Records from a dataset

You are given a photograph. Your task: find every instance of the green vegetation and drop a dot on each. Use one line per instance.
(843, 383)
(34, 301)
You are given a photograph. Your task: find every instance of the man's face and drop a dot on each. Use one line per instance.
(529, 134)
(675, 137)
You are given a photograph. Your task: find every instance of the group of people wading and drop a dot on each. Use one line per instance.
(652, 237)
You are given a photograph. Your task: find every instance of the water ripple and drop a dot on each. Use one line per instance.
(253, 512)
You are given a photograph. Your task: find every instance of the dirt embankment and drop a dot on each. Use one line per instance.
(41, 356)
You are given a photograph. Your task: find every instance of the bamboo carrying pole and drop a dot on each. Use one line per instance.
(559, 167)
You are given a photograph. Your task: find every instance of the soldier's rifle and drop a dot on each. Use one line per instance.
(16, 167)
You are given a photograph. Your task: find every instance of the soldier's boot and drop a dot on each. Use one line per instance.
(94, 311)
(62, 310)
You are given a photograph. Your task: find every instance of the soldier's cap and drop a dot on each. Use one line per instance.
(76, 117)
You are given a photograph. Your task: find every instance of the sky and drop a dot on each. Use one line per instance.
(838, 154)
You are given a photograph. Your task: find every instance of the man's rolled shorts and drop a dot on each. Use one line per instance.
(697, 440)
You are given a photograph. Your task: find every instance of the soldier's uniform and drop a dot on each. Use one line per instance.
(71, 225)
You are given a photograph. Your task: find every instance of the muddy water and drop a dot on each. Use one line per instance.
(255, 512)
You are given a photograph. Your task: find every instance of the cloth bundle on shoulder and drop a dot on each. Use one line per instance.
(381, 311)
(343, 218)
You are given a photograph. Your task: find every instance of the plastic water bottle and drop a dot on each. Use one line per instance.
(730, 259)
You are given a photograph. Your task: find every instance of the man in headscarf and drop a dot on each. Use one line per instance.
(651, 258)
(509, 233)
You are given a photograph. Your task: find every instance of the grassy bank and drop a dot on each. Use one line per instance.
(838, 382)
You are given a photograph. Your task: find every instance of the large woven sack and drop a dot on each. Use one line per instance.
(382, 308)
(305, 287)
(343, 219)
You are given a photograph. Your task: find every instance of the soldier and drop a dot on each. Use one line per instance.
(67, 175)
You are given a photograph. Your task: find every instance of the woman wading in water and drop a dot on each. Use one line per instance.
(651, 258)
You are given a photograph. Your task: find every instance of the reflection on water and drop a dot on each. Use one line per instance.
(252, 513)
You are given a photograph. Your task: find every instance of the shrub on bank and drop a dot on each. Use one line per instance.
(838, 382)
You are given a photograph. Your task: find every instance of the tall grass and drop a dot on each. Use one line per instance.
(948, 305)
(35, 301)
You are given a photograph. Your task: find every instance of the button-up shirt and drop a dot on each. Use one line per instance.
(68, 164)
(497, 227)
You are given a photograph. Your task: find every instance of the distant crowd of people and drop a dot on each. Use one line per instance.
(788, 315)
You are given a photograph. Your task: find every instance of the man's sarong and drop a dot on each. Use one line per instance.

**BRIEF**
Return all of the data word for word.

**FINAL ANSWER**
You are given a photograph. Your task: find every instance of the green vegetation and drop a dot on each. Use one line per instance.
(843, 383)
(34, 301)
You are given a photograph. Your task: find every instance of the man's face and drop a dot on each. Use one line per instance.
(529, 134)
(675, 137)
You are given a photograph. Your task: find every instance of the group of people wading and drop a dot on each. Use one line per instance.
(652, 237)
You are given a photograph. Your task: find every instance of the water ripple and drop a dot on each. Use one line per instance.
(253, 512)
You are given a photograph. Your task: find every instance of the dirt embankment and drop a dot on each. Use one line per instance.
(41, 356)
You are given a photograph. Your task: find every instance of the bamboo carrying pole and drop a dot on each. Use one line per instance.
(559, 167)
You are given a photograph. Your task: find every instance of the soldier's rifle and drop a dot on each. Use one line per instance.
(16, 167)
You are given a photograph. Your task: find every instance of the soldier's boot and drop a dot on each. Use one line per instance.
(94, 311)
(62, 310)
You are given a photograph. Your task: find every instance of the soldier's cap and drop a dot on each. Use one line per instance.
(76, 117)
You are given a photograph. Your task: find every instance of the sky and drop a dot on each. Use one line per instance.
(838, 154)
You are given a photograph. Your task: find every instance of the man's rolled shorts and drop a dot on each. Use one line per instance.
(697, 440)
You are given a photograph. Your task: find every instance of the soldier's uniform and drop a dot on each. Use one line per instance.
(71, 225)
You are given a photograph. Your task: find every instance of the muddy water and drop a dot on each. Use one line per instance.
(255, 512)
You are given a photograph. Your task: find every instance of the cloth bundle on shoulder and drop a dot on each. Use one line per instance.
(381, 311)
(343, 218)
You are given a photograph. Your task: find every instance of the plastic water bottle and drop a dot on each. Use one line per instance.
(730, 259)
You are given a photograph. Your task: find every instance of the man in headscarf and drop a dot on each. Use one line per instance.
(651, 258)
(509, 233)
You are given a photograph. Your task: find every instance of the grassy bank and drop a dot on each. Use one line per instance.
(838, 382)
You are given a photograph. Your task: find every instance of the large woven sack and drop a dot on each. Use one line per instance.
(382, 308)
(305, 287)
(343, 219)
You are given a photograph. Your task: find every instance of the soldier and drop a dot on each. Use one line per instance.
(67, 175)
You are given a photograph. Your task: find every instance of the woman wading in water and drop a dot on each. Use one line per instance.
(651, 258)
You are given a photograph. Your task: find every instance of the reflection on water and drop a dot on each. Use one line per instance.
(252, 513)
You are given a photograph. Your task: find every instance of the shrub on bank and drop a dot on each. Use one line per instance.
(838, 382)
You are given a photograph. Your task: find every instance of the tall grass and drop a dot on each. Use one line per instance.
(948, 305)
(35, 301)
You are given a photograph. Your task: find every instance of the button-up shirt and drop a dot on each. Use one line per instance.
(68, 164)
(497, 227)
You are given a photograph. Your task: find every instance of the distant crowd of people and drop a dot on each. Use one line per instance.
(788, 315)
You are given a photograph. Your task: find every instance of the man's sarong and drop a dot on each. Use one line per instance.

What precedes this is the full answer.